Rewrite the listing below from the line containing "Point to the red fallen" through the end of the listing, both ends included, keeping the requests and shifting each x and y coordinate in the answers by adding 7 to it. Give only those lines.

**Data entries**

★ ★ ★ ★ ★

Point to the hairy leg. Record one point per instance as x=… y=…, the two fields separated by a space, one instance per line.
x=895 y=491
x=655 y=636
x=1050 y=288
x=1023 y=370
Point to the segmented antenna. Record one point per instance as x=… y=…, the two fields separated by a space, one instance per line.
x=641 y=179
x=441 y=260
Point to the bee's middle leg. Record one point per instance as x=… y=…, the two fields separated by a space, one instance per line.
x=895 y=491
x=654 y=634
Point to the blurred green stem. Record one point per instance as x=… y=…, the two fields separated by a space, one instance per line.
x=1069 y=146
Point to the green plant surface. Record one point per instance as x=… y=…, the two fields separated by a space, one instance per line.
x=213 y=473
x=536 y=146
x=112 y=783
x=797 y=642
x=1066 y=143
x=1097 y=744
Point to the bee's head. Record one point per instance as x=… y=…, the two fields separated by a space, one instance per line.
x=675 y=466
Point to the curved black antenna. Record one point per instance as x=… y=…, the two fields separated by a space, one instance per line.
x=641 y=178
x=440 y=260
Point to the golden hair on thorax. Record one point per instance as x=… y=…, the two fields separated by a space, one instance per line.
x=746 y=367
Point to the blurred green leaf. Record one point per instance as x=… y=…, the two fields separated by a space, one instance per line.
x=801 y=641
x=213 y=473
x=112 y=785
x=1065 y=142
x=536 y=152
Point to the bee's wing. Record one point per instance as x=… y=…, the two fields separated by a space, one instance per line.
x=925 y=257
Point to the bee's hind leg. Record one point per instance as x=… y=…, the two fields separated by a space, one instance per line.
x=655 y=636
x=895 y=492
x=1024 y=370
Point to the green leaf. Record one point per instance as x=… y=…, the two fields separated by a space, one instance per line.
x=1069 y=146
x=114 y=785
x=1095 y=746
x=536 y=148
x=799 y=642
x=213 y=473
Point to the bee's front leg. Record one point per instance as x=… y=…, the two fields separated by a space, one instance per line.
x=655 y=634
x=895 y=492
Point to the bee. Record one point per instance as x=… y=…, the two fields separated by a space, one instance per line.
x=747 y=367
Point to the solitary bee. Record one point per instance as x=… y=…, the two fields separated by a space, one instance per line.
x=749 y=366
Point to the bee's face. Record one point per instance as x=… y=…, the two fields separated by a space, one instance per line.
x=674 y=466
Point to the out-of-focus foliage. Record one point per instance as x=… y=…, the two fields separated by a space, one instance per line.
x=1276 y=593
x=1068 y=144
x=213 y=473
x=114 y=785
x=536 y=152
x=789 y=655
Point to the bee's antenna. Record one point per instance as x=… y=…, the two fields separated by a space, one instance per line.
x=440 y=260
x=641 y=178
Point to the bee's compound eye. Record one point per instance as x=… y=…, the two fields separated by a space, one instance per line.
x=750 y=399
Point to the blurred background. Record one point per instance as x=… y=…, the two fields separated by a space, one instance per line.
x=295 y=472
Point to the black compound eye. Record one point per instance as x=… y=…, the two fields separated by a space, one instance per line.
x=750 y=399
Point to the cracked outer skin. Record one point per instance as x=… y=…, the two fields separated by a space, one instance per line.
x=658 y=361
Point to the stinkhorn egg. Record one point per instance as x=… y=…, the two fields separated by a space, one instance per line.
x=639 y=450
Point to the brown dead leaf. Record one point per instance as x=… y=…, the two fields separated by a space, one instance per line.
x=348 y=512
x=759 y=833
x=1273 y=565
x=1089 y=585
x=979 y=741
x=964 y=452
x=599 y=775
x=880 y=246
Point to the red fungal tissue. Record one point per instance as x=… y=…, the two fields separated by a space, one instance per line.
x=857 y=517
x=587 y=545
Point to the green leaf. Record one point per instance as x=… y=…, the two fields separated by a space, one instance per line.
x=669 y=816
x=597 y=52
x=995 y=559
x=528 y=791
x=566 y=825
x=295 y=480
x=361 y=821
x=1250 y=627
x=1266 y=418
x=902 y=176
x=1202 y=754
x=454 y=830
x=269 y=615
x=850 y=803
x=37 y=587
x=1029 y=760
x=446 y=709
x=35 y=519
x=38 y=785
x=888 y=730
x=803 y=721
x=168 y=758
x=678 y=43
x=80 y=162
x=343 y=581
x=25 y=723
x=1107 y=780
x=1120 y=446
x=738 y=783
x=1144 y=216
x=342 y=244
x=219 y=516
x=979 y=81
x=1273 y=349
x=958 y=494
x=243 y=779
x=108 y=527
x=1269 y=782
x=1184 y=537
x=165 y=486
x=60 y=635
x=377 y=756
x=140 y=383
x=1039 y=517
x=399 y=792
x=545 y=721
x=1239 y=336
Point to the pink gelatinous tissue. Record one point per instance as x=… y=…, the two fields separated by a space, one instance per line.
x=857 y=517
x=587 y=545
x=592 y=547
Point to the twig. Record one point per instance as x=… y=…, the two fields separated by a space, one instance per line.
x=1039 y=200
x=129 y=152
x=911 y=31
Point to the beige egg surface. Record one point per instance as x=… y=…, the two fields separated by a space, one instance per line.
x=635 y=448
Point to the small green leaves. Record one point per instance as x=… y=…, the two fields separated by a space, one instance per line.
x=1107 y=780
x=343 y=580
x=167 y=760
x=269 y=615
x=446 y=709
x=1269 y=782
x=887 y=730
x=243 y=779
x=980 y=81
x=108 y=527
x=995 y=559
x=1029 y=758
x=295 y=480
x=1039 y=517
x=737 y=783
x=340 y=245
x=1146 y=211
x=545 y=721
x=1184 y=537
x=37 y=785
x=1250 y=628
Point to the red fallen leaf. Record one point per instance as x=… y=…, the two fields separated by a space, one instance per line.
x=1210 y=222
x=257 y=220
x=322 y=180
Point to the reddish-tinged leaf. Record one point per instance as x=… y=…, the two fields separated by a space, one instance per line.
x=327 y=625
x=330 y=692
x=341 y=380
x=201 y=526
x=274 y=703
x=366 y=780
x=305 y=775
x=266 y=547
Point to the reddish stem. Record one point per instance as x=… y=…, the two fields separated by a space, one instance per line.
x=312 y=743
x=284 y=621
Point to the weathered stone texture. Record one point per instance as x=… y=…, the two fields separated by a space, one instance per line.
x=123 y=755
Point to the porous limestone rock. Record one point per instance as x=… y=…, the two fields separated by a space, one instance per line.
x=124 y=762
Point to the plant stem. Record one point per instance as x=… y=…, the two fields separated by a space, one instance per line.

★ ★ ★ ★ ★

**REPLY**
Point to the red fallen leaf. Record one point per instance as x=… y=…, the two fields separated by a space, one instance per line.
x=1217 y=229
x=264 y=227
x=329 y=187
Point to the reddish-tinged leaf. Record one point per instance as x=… y=…, the two fields separated by a space, one instance per line.
x=334 y=632
x=337 y=699
x=348 y=387
x=208 y=533
x=281 y=710
x=373 y=787
x=312 y=782
x=273 y=554
Point to the reddish stem. Record one point per instance as x=… y=…, the two fields separated by a space, one instance per line.
x=319 y=750
x=291 y=628
Point to the weathered stone texture. Record one point per instance as x=… y=…, the two fields separated by a space, one instance per line.
x=130 y=762
Point to the porous limestone rock. Record one point per instance as x=… y=…, the two fields separated by a space, one instance per line.
x=131 y=769
Point to the plant stem. Record one point per instance as x=… y=…, the two fields separated by a space, one instance per line.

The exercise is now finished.